Excerpts from a location annotation dataset
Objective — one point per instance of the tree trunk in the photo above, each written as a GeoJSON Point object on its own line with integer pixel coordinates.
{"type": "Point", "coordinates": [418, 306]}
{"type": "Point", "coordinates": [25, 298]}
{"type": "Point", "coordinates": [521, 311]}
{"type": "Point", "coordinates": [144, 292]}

(STATED PROBLEM):
Output the material above as a two-column CSV with the headers input and output, one row for each text in the material. Put the text under input and its answer under output, wrap every field in quotation marks, and turn line breaks into spaces.

(OUTPUT):
input,output
"Objective — one point per instance of the tree trunk in the photo above, each written as a GeoJSON Point object on its own line with integer pixel coordinates.","{""type"": ""Point"", ""coordinates"": [418, 306]} {""type"": ""Point"", ""coordinates"": [25, 298]} {""type"": ""Point"", ""coordinates"": [521, 311]} {""type"": ""Point"", ""coordinates"": [144, 292]}"